**Task directions:**
Reproduce the lines below exactly, starting at the one containing "Query: prickly pear cactus" and stopping at the final line.
==== Supplied records
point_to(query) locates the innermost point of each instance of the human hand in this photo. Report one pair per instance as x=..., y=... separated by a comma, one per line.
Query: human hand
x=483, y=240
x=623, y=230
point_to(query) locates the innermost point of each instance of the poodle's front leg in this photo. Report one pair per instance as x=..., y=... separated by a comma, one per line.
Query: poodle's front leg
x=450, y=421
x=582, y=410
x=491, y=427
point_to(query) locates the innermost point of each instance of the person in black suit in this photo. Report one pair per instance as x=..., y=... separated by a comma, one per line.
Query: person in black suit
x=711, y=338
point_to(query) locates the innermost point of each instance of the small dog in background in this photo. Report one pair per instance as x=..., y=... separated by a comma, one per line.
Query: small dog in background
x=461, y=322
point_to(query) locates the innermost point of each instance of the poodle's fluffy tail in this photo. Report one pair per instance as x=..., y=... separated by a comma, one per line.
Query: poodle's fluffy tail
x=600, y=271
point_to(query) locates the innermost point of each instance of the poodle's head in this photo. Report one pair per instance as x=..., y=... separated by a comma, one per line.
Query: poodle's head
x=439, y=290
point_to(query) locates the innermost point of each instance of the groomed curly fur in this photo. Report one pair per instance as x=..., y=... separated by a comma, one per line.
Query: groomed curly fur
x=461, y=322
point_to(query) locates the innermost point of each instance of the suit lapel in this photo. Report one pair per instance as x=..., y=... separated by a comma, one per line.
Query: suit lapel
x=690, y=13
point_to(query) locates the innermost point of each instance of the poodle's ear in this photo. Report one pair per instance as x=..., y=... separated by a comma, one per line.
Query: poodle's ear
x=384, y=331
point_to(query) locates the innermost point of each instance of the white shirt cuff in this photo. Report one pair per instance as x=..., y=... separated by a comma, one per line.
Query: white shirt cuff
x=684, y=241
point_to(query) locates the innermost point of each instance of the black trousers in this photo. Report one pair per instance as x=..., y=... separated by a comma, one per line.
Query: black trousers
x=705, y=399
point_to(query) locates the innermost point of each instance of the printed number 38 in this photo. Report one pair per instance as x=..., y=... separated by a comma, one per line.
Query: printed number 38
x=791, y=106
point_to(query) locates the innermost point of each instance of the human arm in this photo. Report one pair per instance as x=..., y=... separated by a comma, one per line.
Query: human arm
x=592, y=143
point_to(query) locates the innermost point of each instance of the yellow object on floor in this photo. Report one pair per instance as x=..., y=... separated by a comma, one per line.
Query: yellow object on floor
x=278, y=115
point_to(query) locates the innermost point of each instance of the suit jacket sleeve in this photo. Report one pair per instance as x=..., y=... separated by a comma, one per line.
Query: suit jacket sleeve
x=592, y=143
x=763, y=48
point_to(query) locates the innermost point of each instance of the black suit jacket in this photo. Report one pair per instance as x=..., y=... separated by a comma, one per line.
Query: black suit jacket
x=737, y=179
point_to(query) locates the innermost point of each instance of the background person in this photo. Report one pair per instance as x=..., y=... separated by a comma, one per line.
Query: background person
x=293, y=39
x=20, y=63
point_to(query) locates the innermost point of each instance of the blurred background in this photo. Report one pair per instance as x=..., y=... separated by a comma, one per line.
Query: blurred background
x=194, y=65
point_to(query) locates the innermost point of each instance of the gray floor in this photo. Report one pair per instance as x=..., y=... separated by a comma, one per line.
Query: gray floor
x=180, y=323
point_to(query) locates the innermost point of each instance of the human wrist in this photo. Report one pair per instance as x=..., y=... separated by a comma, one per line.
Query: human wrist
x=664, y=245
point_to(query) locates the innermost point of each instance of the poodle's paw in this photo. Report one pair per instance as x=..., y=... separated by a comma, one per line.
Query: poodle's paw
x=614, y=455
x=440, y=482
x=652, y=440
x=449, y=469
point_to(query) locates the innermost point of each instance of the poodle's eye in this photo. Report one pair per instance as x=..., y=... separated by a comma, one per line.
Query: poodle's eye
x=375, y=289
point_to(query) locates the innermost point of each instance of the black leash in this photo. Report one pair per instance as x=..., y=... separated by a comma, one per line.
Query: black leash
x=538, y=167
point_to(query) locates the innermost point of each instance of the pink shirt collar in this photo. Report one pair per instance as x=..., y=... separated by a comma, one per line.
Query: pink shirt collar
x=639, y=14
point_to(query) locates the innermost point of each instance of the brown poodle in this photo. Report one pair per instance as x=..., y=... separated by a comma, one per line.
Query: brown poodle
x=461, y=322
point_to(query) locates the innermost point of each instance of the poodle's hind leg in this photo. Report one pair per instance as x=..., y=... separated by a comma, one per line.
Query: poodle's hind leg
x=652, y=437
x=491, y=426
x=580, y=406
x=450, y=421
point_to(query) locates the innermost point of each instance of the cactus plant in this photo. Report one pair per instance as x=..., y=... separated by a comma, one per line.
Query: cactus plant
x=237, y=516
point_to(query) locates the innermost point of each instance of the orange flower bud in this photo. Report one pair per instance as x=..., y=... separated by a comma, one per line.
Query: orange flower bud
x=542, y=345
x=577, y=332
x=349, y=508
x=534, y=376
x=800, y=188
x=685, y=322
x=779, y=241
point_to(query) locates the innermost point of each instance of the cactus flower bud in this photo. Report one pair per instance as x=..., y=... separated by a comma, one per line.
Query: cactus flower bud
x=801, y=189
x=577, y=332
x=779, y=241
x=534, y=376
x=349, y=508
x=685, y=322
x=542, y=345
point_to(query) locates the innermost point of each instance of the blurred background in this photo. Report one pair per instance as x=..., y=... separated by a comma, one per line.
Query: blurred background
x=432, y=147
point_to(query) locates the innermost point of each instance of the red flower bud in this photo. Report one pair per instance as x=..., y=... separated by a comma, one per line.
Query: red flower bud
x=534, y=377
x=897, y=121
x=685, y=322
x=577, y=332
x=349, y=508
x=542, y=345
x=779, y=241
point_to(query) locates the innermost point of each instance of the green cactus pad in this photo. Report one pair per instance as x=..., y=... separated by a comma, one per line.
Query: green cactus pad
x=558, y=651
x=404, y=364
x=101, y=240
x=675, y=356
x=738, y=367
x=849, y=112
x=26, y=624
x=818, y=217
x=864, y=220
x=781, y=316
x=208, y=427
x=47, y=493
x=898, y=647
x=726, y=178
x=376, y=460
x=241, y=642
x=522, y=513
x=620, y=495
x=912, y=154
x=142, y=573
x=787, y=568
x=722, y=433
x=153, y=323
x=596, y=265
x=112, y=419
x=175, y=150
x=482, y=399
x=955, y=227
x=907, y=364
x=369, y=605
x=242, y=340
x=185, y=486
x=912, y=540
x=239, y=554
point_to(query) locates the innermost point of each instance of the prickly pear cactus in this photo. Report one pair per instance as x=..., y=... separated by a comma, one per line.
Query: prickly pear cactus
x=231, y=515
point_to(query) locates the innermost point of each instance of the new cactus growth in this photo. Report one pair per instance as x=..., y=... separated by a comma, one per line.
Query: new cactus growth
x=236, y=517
========
**Problem solution:**
Query: prickly pear cactus
x=231, y=515
point_to(query) locates the innermost point of each instance of the new cactus growth in this photo. Report one pair per instance as x=..., y=... separated by a comma, one per line.
Query: new cactus growth
x=236, y=517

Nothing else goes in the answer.